Reproduce the full listing that appears beneath this instruction exactly.

▬▬▬▬▬▬

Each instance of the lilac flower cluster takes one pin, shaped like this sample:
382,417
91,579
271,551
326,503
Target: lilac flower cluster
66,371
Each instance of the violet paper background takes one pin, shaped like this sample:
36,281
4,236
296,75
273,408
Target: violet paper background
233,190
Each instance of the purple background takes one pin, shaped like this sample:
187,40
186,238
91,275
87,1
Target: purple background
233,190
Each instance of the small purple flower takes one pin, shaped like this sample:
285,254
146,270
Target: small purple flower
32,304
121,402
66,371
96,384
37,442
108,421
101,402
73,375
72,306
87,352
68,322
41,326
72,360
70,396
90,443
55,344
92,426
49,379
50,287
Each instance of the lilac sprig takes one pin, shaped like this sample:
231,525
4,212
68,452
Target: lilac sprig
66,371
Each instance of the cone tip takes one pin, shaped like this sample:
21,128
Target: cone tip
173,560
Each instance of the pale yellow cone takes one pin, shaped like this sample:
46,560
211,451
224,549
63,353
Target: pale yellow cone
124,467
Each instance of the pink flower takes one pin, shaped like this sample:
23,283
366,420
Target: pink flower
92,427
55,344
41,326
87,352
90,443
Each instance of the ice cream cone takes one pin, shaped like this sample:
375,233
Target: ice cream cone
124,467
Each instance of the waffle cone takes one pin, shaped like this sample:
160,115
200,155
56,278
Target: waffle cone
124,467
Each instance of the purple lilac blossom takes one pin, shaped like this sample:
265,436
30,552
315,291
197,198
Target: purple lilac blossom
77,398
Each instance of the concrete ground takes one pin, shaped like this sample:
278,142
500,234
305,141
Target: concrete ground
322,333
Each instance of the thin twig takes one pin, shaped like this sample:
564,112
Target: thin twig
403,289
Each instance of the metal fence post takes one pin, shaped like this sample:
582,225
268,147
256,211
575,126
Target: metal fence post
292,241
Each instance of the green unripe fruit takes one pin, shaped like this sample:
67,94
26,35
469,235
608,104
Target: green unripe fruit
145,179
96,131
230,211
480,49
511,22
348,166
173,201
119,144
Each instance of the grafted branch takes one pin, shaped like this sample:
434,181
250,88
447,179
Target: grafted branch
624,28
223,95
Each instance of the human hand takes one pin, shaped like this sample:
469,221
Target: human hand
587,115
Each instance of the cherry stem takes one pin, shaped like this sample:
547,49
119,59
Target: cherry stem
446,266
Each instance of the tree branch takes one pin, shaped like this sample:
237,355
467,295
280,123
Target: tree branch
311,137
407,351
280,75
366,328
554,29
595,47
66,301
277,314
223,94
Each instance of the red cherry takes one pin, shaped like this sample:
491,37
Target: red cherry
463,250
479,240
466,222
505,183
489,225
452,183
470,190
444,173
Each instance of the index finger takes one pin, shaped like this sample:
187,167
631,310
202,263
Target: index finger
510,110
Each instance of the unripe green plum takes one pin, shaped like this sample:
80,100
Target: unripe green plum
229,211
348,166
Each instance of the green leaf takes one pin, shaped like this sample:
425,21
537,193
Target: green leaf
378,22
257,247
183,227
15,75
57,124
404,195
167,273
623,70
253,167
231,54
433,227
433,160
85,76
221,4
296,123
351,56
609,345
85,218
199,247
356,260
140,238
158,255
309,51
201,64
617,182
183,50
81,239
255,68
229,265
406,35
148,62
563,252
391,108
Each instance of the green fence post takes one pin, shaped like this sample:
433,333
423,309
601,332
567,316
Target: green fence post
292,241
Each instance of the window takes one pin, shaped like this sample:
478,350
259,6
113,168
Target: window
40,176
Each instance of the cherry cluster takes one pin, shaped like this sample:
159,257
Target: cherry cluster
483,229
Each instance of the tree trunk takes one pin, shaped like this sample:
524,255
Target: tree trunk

▬▬▬▬▬▬

> **SOLUTION BELOW**
Each instance of the lilac flower cluster takes one pin, shaped like this sample:
382,417
91,579
271,551
326,503
Target: lilac flower cluster
66,371
Each instance of the violet paper background takes one pin, shaped like this sample:
36,281
4,236
296,75
273,408
Target: violet paper background
233,190
Each instance of the purple background takes one pin, shaped like this sample:
187,40
186,238
91,275
87,1
Target: purple background
233,190
Each instance of the small purple flower takes one pin, shaped like this sample:
285,254
146,270
Target: small purple flower
32,304
121,402
66,371
96,384
37,442
108,421
101,402
73,375
72,306
87,352
68,322
41,326
72,360
70,396
90,443
55,344
92,426
49,379
50,287
Each instance of the lilac sprig takes one pin, shaped like this sample:
231,525
4,212
68,452
Target: lilac sprig
66,371
Each instance of the cone tip takes one pin, shaped like this sample:
21,128
Target: cone tip
173,560
Each instance of the pale yellow cone takes one pin, shaped like this sample:
46,560
211,451
224,549
63,353
Target: pale yellow cone
124,467
Each instance of the pink flower takes one pin, shaped like this sample:
23,283
366,420
Target: pink flower
92,427
55,344
41,326
87,352
90,443
Each instance of the ice cream cone takes one pin, shaped like this sample:
375,233
Target: ice cream cone
124,467
Each instance of the waffle cone takes one pin, shaped like this sample:
160,115
200,155
56,278
Target: waffle cone
124,467
Each instance of the purple lilac blossom takes one pin, shaped like this sample:
265,436
30,552
315,291
197,198
Target: purple lilac blossom
77,398
Each instance of the concrete ground takes one pin, shaped like this sample:
278,142
500,234
305,141
Target: concrete ground
322,333
Each instance of the thin twig takes one pin, shaped like this sample:
564,112
Target: thin twig
403,289
Each instance of the metal fence post takes one pin, shaped like this sample:
582,225
268,147
256,211
575,126
Target: metal fence post
292,241
Each instance of the green unripe fruit takes one pin, shaped like this sample:
67,94
26,35
469,235
608,104
Target: green unripe fruit
145,179
96,131
230,211
480,49
511,22
348,166
173,201
119,144
Each instance of the grafted branch takes one pin, shaped like this sample:
434,181
250,88
447,179
Target: grafted branch
624,28
223,95
Each instance of the human hand takes one pin, shaped like this sample:
469,221
Target: human hand
587,115
Each instance of the cherry stem takes one pin, shaped like this sample:
547,49
119,59
Target: cherry stem
446,266
Each instance of the tree branch takes one pin, shaped like this sample:
237,355
467,295
280,123
Target: tree branch
311,137
407,351
280,75
366,328
554,29
595,47
66,301
277,314
223,94
Each instance of the red cherry takes one pin, shaped like this sample:
491,37
Target: red cherry
463,250
479,240
466,222
505,183
489,225
452,183
470,190
444,173
Each instance of the index finger takes one pin, shaped like this sample:
187,167
631,310
202,263
Target: index finger
510,110
Each instance of the unripe green plum takes one pin, shaped like this sample:
80,100
Target: unripe green plum
229,211
348,166
Each instance of the green leaf takes one pin, shaped like this sample:
425,21
537,193
Target: green leaf
378,22
257,247
183,227
15,75
57,124
404,195
167,273
623,70
253,167
231,54
433,227
433,160
85,76
221,4
296,123
351,56
609,345
85,218
199,247
356,260
140,238
158,255
309,51
201,64
617,182
183,50
81,239
255,68
229,265
406,35
148,62
563,252
391,108
Each instance of the green fence post takes one pin, shaped like this sample:
433,333
423,309
601,332
567,316
Target: green fence post
292,241
Each instance of the window takes one pin, shaped like this sample:
478,350
259,6
113,168
Target: window
40,176
Each instance of the cherry cluster takes one pin, shaped like this sample:
159,257
Target: cherry cluster
483,229
Each instance of the tree trunk takes one pin, shaped like this sample:
524,255
Target: tree trunk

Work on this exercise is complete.